__The task__.
Repeat word for word, please, only the lines from the one that includes "positive clicks: (361, 136)" through the final line of the data.

__Extracted material__.

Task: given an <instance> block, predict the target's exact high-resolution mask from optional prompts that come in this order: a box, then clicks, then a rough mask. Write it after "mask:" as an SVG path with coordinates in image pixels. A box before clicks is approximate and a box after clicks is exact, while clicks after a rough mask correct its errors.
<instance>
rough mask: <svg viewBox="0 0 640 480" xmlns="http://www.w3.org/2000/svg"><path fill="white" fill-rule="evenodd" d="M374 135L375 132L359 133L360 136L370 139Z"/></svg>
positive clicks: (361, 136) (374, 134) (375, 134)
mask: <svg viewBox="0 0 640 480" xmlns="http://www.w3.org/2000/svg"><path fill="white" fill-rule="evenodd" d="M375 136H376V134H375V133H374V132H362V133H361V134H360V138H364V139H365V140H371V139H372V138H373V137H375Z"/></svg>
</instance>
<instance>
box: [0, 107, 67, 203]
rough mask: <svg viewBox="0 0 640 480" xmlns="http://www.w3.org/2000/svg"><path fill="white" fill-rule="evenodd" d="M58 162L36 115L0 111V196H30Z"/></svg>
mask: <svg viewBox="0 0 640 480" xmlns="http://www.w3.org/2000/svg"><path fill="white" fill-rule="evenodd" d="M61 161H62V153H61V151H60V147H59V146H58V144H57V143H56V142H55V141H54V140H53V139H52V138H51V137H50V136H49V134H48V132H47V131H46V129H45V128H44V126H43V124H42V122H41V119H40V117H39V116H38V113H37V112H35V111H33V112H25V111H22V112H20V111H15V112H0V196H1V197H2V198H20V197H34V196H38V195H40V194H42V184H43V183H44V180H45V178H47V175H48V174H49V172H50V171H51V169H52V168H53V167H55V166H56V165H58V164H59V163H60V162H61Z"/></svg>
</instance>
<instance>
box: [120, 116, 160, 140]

__Written reply__.
positive clicks: (361, 136) (374, 134) (375, 134)
mask: <svg viewBox="0 0 640 480" xmlns="http://www.w3.org/2000/svg"><path fill="white" fill-rule="evenodd" d="M375 136H376V134H375V133H374V132H362V133H361V134H360V138H364V139H365V140H371V139H372V138H373V137H375Z"/></svg>
</instance>
<instance>
box: [0, 107, 67, 203]
rough mask: <svg viewBox="0 0 640 480" xmlns="http://www.w3.org/2000/svg"><path fill="white" fill-rule="evenodd" d="M58 162L36 115L0 111V196H30Z"/></svg>
mask: <svg viewBox="0 0 640 480" xmlns="http://www.w3.org/2000/svg"><path fill="white" fill-rule="evenodd" d="M61 161H62V153H61V151H60V147H59V146H58V144H57V143H56V142H55V141H54V140H53V139H52V138H51V137H50V136H49V134H48V132H47V131H46V129H45V128H44V126H43V124H42V122H41V119H40V117H39V116H38V113H37V112H35V111H33V112H25V111H22V112H20V111H15V112H0V196H1V197H2V198H20V197H34V196H38V195H40V194H42V184H43V183H44V180H45V178H47V175H48V174H49V172H50V171H51V169H52V168H53V167H55V166H56V165H58V164H59V163H60V162H61Z"/></svg>
</instance>
<instance>
box: [120, 116, 160, 140]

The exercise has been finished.